======== DOCUMENT SEGMENT
HMS Mullett was a Royal Navy Ballahoo-class schooner of four 12-pounder carronades and a crew of 20. The prime contractor for the vessel was Goodrich & Co., in Bermuda, and she was launched in 1807. Mullett had an apparently useful and completely uneventful career until she was sold at the end of 1814.

Service
She was commissioned under Lieutenant Martin Guise for Halifax and the West Indies. In 1808 Lieutenant Abraham Brown assumed command. On 22 February 1808 she captured the American ship Thames. At the same time she also detained the American brig Columbia, which resulted in the incurring of some expenses that were deducted from the prize money.

On 7 April Mullet encountered a squadron of six French ships of the line at , steering WNW. Mullett shadowed them for three hours. At the time it was believed that they were the vessels that had left Rochefort on 17 January.

In 1809 Lieutenant Robert Standly replaced Brown. In May 1810 she was in home waters under Lieutenant John Geary. Between September and October she was under repair at Plymouth. Between 9 and 11 November Geary faced a court martial. The charges were that he had not done his utmost to execute the orders of Sir Robert Calder in proceeding with the mails for Surinam, Berbice and Demerara. Instead, he had twice returned to port. He argued in his defence that his crew had been too sickly for him to proceed. The court's sentence was that he be severely reprimanded.
================
======== INPUT DATA
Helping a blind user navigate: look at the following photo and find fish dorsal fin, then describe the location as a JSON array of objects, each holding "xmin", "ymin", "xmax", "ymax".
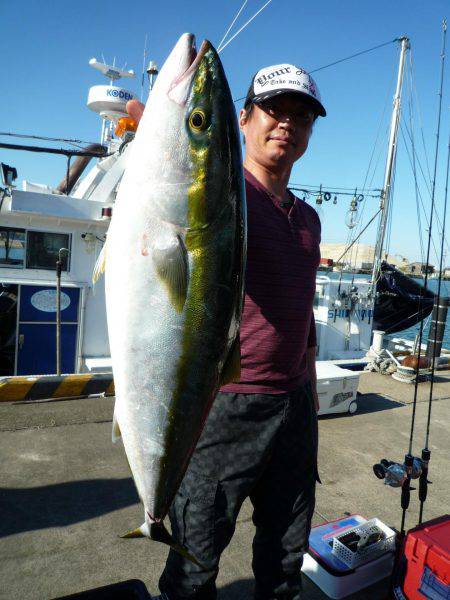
[
  {"xmin": 112, "ymin": 411, "xmax": 122, "ymax": 444},
  {"xmin": 92, "ymin": 242, "xmax": 106, "ymax": 285},
  {"xmin": 220, "ymin": 333, "xmax": 241, "ymax": 385},
  {"xmin": 152, "ymin": 235, "xmax": 189, "ymax": 312}
]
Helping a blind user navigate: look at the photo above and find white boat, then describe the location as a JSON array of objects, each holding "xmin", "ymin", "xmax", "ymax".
[{"xmin": 0, "ymin": 43, "xmax": 446, "ymax": 413}]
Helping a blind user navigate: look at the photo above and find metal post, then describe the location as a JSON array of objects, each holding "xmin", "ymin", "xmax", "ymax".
[
  {"xmin": 372, "ymin": 37, "xmax": 410, "ymax": 286},
  {"xmin": 426, "ymin": 296, "xmax": 450, "ymax": 362},
  {"xmin": 56, "ymin": 248, "xmax": 69, "ymax": 375}
]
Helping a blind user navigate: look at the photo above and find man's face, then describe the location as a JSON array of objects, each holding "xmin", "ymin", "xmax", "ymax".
[{"xmin": 239, "ymin": 93, "xmax": 315, "ymax": 169}]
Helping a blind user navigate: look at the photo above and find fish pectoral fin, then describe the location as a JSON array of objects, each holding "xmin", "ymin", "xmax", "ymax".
[
  {"xmin": 120, "ymin": 526, "xmax": 148, "ymax": 539},
  {"xmin": 152, "ymin": 235, "xmax": 189, "ymax": 312},
  {"xmin": 220, "ymin": 334, "xmax": 241, "ymax": 385},
  {"xmin": 149, "ymin": 521, "xmax": 205, "ymax": 569},
  {"xmin": 112, "ymin": 412, "xmax": 122, "ymax": 444},
  {"xmin": 92, "ymin": 242, "xmax": 106, "ymax": 285}
]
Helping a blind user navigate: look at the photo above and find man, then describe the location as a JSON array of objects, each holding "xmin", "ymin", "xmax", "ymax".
[{"xmin": 128, "ymin": 64, "xmax": 326, "ymax": 600}]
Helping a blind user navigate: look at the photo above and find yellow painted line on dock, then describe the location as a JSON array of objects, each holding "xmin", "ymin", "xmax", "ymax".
[
  {"xmin": 0, "ymin": 373, "xmax": 114, "ymax": 402},
  {"xmin": 52, "ymin": 373, "xmax": 92, "ymax": 398},
  {"xmin": 0, "ymin": 376, "xmax": 38, "ymax": 402}
]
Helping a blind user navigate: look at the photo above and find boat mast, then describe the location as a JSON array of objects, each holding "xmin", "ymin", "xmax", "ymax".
[{"xmin": 372, "ymin": 36, "xmax": 410, "ymax": 291}]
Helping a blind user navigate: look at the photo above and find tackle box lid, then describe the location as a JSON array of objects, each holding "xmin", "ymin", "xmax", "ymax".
[{"xmin": 407, "ymin": 515, "xmax": 450, "ymax": 560}]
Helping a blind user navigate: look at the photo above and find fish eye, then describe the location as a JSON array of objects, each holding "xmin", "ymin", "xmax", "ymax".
[{"xmin": 189, "ymin": 108, "xmax": 206, "ymax": 131}]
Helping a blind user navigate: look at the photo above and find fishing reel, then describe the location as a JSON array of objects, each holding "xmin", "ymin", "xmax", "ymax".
[{"xmin": 373, "ymin": 456, "xmax": 423, "ymax": 489}]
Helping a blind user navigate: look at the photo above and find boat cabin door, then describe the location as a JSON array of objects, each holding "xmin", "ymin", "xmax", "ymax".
[{"xmin": 0, "ymin": 284, "xmax": 80, "ymax": 375}]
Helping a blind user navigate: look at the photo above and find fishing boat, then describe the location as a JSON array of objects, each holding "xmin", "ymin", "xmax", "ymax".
[{"xmin": 0, "ymin": 42, "xmax": 448, "ymax": 413}]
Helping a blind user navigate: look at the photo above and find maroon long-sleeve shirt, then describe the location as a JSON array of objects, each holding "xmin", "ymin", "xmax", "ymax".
[{"xmin": 221, "ymin": 171, "xmax": 320, "ymax": 394}]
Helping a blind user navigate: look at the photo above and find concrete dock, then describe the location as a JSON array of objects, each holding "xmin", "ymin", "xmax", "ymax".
[{"xmin": 0, "ymin": 371, "xmax": 450, "ymax": 600}]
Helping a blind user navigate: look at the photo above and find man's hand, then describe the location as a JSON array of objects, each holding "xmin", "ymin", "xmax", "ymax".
[
  {"xmin": 306, "ymin": 346, "xmax": 320, "ymax": 412},
  {"xmin": 126, "ymin": 100, "xmax": 145, "ymax": 125}
]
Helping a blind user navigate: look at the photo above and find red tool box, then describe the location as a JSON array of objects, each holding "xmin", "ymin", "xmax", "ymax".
[{"xmin": 394, "ymin": 515, "xmax": 450, "ymax": 600}]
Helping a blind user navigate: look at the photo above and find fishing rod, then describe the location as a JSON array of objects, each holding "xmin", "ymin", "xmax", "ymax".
[
  {"xmin": 419, "ymin": 127, "xmax": 450, "ymax": 524},
  {"xmin": 401, "ymin": 19, "xmax": 447, "ymax": 537},
  {"xmin": 373, "ymin": 19, "xmax": 448, "ymax": 548}
]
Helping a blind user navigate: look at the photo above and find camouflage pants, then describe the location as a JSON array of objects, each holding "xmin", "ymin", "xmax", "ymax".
[{"xmin": 159, "ymin": 383, "xmax": 318, "ymax": 600}]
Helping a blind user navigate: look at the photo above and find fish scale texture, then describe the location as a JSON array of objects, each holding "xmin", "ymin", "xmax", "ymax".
[{"xmin": 160, "ymin": 383, "xmax": 318, "ymax": 600}]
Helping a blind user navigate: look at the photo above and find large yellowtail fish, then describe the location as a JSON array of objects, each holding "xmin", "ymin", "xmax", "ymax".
[{"xmin": 94, "ymin": 34, "xmax": 246, "ymax": 549}]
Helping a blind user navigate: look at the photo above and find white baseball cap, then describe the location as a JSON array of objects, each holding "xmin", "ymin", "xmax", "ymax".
[{"xmin": 244, "ymin": 64, "xmax": 327, "ymax": 117}]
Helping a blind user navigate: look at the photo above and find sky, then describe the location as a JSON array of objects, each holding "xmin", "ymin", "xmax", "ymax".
[{"xmin": 0, "ymin": 0, "xmax": 450, "ymax": 265}]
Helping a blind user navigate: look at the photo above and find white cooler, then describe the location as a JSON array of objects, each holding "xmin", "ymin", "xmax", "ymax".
[{"xmin": 316, "ymin": 360, "xmax": 361, "ymax": 415}]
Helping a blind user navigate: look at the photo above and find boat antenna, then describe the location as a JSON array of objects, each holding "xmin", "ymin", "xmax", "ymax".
[
  {"xmin": 372, "ymin": 36, "xmax": 410, "ymax": 295},
  {"xmin": 217, "ymin": 0, "xmax": 272, "ymax": 54},
  {"xmin": 141, "ymin": 34, "xmax": 148, "ymax": 102},
  {"xmin": 400, "ymin": 19, "xmax": 447, "ymax": 537},
  {"xmin": 409, "ymin": 19, "xmax": 450, "ymax": 524},
  {"xmin": 217, "ymin": 0, "xmax": 248, "ymax": 49}
]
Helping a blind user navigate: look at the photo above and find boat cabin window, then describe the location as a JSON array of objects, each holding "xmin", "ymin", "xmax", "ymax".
[
  {"xmin": 27, "ymin": 231, "xmax": 70, "ymax": 271},
  {"xmin": 0, "ymin": 227, "xmax": 25, "ymax": 269}
]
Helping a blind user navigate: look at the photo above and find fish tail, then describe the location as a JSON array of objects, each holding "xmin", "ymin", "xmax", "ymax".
[
  {"xmin": 149, "ymin": 521, "xmax": 205, "ymax": 569},
  {"xmin": 120, "ymin": 521, "xmax": 205, "ymax": 569}
]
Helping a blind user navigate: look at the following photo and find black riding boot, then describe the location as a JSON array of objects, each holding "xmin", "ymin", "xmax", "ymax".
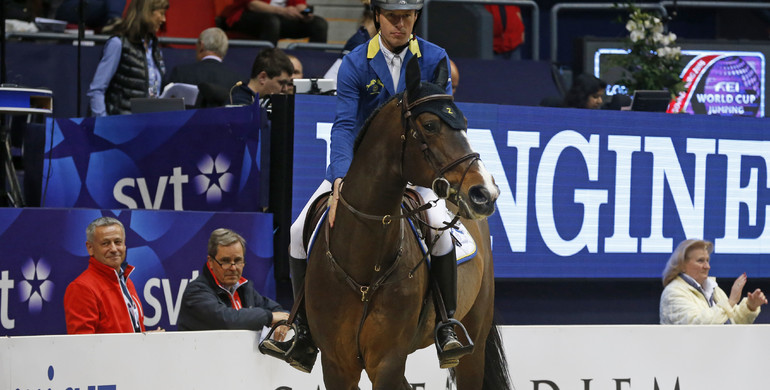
[
  {"xmin": 260, "ymin": 258, "xmax": 318, "ymax": 373},
  {"xmin": 430, "ymin": 248, "xmax": 473, "ymax": 368}
]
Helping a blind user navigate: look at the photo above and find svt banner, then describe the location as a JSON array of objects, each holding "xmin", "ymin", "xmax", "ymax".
[
  {"xmin": 42, "ymin": 105, "xmax": 269, "ymax": 211},
  {"xmin": 0, "ymin": 208, "xmax": 274, "ymax": 336},
  {"xmin": 293, "ymin": 95, "xmax": 770, "ymax": 278}
]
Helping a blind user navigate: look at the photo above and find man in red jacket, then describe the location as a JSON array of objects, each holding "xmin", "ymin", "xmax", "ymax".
[
  {"xmin": 217, "ymin": 0, "xmax": 329, "ymax": 45},
  {"xmin": 64, "ymin": 217, "xmax": 144, "ymax": 334}
]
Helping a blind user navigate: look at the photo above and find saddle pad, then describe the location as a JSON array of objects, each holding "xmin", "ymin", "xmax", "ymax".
[{"xmin": 407, "ymin": 212, "xmax": 477, "ymax": 264}]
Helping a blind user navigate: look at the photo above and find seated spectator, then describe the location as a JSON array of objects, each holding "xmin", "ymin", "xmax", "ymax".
[
  {"xmin": 168, "ymin": 27, "xmax": 243, "ymax": 107},
  {"xmin": 64, "ymin": 217, "xmax": 144, "ymax": 334},
  {"xmin": 56, "ymin": 0, "xmax": 126, "ymax": 30},
  {"xmin": 219, "ymin": 0, "xmax": 329, "ymax": 45},
  {"xmin": 87, "ymin": 0, "xmax": 168, "ymax": 116},
  {"xmin": 660, "ymin": 240, "xmax": 767, "ymax": 324},
  {"xmin": 449, "ymin": 60, "xmax": 460, "ymax": 95},
  {"xmin": 230, "ymin": 48, "xmax": 294, "ymax": 105},
  {"xmin": 177, "ymin": 229, "xmax": 289, "ymax": 340},
  {"xmin": 564, "ymin": 74, "xmax": 607, "ymax": 109}
]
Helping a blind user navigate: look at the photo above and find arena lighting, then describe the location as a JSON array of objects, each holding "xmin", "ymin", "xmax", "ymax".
[{"xmin": 582, "ymin": 38, "xmax": 770, "ymax": 117}]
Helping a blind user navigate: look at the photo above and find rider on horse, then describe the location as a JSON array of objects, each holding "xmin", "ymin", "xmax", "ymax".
[{"xmin": 261, "ymin": 0, "xmax": 470, "ymax": 372}]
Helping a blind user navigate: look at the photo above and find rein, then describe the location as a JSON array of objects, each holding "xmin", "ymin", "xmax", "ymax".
[{"xmin": 325, "ymin": 93, "xmax": 480, "ymax": 368}]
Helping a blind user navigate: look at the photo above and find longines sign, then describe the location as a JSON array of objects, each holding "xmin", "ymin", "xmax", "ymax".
[{"xmin": 294, "ymin": 96, "xmax": 770, "ymax": 278}]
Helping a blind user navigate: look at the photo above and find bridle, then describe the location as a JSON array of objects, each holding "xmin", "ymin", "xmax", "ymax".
[{"xmin": 398, "ymin": 93, "xmax": 481, "ymax": 214}]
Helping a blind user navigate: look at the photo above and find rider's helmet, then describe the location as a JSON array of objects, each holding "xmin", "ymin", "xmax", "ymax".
[
  {"xmin": 371, "ymin": 0, "xmax": 423, "ymax": 11},
  {"xmin": 370, "ymin": 0, "xmax": 424, "ymax": 30}
]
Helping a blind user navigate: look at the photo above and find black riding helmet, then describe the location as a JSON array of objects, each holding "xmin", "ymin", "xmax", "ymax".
[{"xmin": 370, "ymin": 0, "xmax": 424, "ymax": 34}]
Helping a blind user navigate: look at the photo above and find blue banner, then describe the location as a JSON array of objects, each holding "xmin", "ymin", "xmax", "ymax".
[
  {"xmin": 0, "ymin": 208, "xmax": 274, "ymax": 336},
  {"xmin": 42, "ymin": 105, "xmax": 267, "ymax": 211},
  {"xmin": 293, "ymin": 95, "xmax": 770, "ymax": 278}
]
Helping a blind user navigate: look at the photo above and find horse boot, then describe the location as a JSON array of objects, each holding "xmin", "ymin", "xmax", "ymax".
[
  {"xmin": 259, "ymin": 257, "xmax": 318, "ymax": 373},
  {"xmin": 430, "ymin": 248, "xmax": 473, "ymax": 368}
]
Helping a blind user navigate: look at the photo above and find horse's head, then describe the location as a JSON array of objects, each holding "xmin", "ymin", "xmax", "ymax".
[{"xmin": 401, "ymin": 57, "xmax": 500, "ymax": 219}]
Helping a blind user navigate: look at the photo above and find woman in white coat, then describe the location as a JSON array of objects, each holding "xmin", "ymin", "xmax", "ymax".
[{"xmin": 660, "ymin": 240, "xmax": 767, "ymax": 324}]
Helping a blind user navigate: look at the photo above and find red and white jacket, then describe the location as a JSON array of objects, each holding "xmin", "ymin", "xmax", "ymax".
[
  {"xmin": 220, "ymin": 0, "xmax": 307, "ymax": 26},
  {"xmin": 64, "ymin": 257, "xmax": 145, "ymax": 334}
]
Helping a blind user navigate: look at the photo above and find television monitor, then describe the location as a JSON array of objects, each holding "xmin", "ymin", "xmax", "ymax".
[
  {"xmin": 631, "ymin": 90, "xmax": 671, "ymax": 112},
  {"xmin": 582, "ymin": 38, "xmax": 770, "ymax": 117},
  {"xmin": 292, "ymin": 79, "xmax": 337, "ymax": 95}
]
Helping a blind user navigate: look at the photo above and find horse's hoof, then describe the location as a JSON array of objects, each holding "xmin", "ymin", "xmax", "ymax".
[{"xmin": 438, "ymin": 359, "xmax": 460, "ymax": 368}]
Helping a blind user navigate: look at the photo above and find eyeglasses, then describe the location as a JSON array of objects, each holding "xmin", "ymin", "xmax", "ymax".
[
  {"xmin": 209, "ymin": 255, "xmax": 246, "ymax": 268},
  {"xmin": 382, "ymin": 12, "xmax": 417, "ymax": 25}
]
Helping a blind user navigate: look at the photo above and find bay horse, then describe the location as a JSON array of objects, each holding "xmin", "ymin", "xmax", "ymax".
[{"xmin": 305, "ymin": 58, "xmax": 508, "ymax": 390}]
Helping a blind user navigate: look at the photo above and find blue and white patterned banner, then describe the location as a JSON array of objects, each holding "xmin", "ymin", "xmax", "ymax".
[
  {"xmin": 42, "ymin": 105, "xmax": 267, "ymax": 211},
  {"xmin": 293, "ymin": 96, "xmax": 770, "ymax": 278},
  {"xmin": 0, "ymin": 208, "xmax": 275, "ymax": 336}
]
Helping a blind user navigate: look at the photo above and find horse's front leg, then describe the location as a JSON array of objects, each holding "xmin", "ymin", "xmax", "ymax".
[{"xmin": 321, "ymin": 352, "xmax": 361, "ymax": 390}]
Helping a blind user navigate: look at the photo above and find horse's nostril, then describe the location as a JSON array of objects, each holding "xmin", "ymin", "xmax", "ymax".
[{"xmin": 468, "ymin": 186, "xmax": 490, "ymax": 204}]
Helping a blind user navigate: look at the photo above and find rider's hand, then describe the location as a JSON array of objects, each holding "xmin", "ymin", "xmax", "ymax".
[
  {"xmin": 329, "ymin": 177, "xmax": 342, "ymax": 228},
  {"xmin": 728, "ymin": 272, "xmax": 746, "ymax": 306}
]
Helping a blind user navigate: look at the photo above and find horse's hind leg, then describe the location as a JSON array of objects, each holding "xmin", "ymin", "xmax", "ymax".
[
  {"xmin": 321, "ymin": 353, "xmax": 361, "ymax": 390},
  {"xmin": 367, "ymin": 359, "xmax": 412, "ymax": 390}
]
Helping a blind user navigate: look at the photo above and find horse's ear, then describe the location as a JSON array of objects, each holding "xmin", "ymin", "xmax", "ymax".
[
  {"xmin": 406, "ymin": 56, "xmax": 421, "ymax": 99},
  {"xmin": 433, "ymin": 60, "xmax": 449, "ymax": 90}
]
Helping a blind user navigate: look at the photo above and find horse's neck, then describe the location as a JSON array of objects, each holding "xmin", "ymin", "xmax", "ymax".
[
  {"xmin": 330, "ymin": 103, "xmax": 406, "ymax": 272},
  {"xmin": 342, "ymin": 102, "xmax": 406, "ymax": 215}
]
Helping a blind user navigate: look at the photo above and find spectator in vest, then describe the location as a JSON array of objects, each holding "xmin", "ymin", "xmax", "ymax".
[
  {"xmin": 286, "ymin": 54, "xmax": 305, "ymax": 95},
  {"xmin": 230, "ymin": 48, "xmax": 294, "ymax": 105},
  {"xmin": 88, "ymin": 0, "xmax": 169, "ymax": 116},
  {"xmin": 64, "ymin": 217, "xmax": 145, "ymax": 334},
  {"xmin": 660, "ymin": 240, "xmax": 767, "ymax": 325},
  {"xmin": 218, "ymin": 0, "xmax": 329, "ymax": 45},
  {"xmin": 564, "ymin": 73, "xmax": 607, "ymax": 109},
  {"xmin": 167, "ymin": 27, "xmax": 244, "ymax": 107},
  {"xmin": 177, "ymin": 229, "xmax": 289, "ymax": 339}
]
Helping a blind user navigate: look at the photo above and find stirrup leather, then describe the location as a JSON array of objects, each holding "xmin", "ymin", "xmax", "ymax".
[{"xmin": 257, "ymin": 320, "xmax": 299, "ymax": 362}]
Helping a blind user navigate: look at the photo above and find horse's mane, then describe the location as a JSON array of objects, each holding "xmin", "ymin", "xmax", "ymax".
[{"xmin": 353, "ymin": 92, "xmax": 404, "ymax": 154}]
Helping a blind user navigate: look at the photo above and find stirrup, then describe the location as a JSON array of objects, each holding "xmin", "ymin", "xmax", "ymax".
[
  {"xmin": 257, "ymin": 320, "xmax": 299, "ymax": 362},
  {"xmin": 433, "ymin": 318, "xmax": 474, "ymax": 368}
]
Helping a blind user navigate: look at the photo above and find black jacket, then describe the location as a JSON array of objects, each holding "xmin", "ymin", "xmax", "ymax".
[{"xmin": 177, "ymin": 265, "xmax": 285, "ymax": 330}]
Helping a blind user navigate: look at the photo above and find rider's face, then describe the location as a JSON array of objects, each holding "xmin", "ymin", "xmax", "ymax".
[{"xmin": 378, "ymin": 10, "xmax": 417, "ymax": 51}]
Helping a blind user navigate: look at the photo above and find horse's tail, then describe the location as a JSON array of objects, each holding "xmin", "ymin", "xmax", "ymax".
[{"xmin": 482, "ymin": 320, "xmax": 511, "ymax": 390}]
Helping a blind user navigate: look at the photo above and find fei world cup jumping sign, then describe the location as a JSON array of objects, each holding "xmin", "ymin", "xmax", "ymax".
[{"xmin": 293, "ymin": 96, "xmax": 770, "ymax": 278}]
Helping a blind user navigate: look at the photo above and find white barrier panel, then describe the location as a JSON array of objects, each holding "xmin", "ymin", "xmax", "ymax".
[
  {"xmin": 501, "ymin": 325, "xmax": 770, "ymax": 390},
  {"xmin": 0, "ymin": 325, "xmax": 770, "ymax": 390},
  {"xmin": 0, "ymin": 331, "xmax": 447, "ymax": 390}
]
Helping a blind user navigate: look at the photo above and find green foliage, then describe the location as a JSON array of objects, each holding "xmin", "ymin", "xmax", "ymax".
[{"xmin": 613, "ymin": 3, "xmax": 684, "ymax": 97}]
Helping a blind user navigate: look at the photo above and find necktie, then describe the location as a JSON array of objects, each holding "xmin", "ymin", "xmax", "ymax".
[{"xmin": 390, "ymin": 54, "xmax": 401, "ymax": 91}]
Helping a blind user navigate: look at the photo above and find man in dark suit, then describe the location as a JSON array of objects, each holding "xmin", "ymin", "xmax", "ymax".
[{"xmin": 168, "ymin": 27, "xmax": 243, "ymax": 107}]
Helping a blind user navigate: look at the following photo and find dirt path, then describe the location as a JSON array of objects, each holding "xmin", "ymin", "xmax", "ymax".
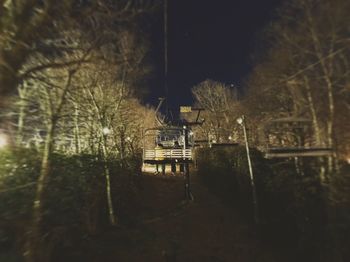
[{"xmin": 78, "ymin": 175, "xmax": 281, "ymax": 262}]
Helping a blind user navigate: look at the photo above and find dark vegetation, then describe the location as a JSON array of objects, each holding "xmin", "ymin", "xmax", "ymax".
[
  {"xmin": 0, "ymin": 149, "xmax": 140, "ymax": 261},
  {"xmin": 197, "ymin": 147, "xmax": 350, "ymax": 261}
]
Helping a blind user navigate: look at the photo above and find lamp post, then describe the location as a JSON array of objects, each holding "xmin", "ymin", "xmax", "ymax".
[{"xmin": 237, "ymin": 115, "xmax": 259, "ymax": 224}]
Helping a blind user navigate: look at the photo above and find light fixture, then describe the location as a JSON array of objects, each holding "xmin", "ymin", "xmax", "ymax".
[{"xmin": 0, "ymin": 134, "xmax": 8, "ymax": 148}]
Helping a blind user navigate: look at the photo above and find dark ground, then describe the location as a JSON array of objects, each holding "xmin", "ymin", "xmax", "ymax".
[{"xmin": 59, "ymin": 175, "xmax": 292, "ymax": 262}]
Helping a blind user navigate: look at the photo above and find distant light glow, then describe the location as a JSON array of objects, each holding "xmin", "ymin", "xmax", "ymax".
[
  {"xmin": 0, "ymin": 134, "xmax": 8, "ymax": 148},
  {"xmin": 237, "ymin": 117, "xmax": 243, "ymax": 125},
  {"xmin": 102, "ymin": 127, "xmax": 111, "ymax": 135}
]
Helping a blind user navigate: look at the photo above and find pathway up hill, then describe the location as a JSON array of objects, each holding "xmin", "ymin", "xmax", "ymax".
[{"xmin": 66, "ymin": 175, "xmax": 287, "ymax": 262}]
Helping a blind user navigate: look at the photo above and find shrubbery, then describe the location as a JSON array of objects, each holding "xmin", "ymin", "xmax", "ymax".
[{"xmin": 197, "ymin": 146, "xmax": 350, "ymax": 261}]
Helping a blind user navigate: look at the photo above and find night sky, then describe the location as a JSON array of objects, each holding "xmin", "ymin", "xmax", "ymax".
[{"xmin": 147, "ymin": 0, "xmax": 282, "ymax": 110}]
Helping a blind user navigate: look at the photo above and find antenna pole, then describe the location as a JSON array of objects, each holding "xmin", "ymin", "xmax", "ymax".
[{"xmin": 164, "ymin": 0, "xmax": 169, "ymax": 112}]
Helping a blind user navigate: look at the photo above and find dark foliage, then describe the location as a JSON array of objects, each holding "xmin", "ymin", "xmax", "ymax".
[{"xmin": 197, "ymin": 147, "xmax": 350, "ymax": 261}]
================
DIRECTIVE A :: Name every lieutenant who, according to the HMS Mullett history, commanded the schooner.
DIRECTIVE B :: Report each line of the listing in which the word "woman" appears.
The listing has no connection to the HMS Mullett history.

CORRECT OUTPUT A ::
- Martin Guise
- Abraham Brown
- Robert Standly
- John Geary

CORRECT OUTPUT B ::
Helping a blind user navigate: look at the photo above and find woman in white coat, then describe the location as a JSON array of objects, each holding "xmin", "ymin", "xmax", "ymax".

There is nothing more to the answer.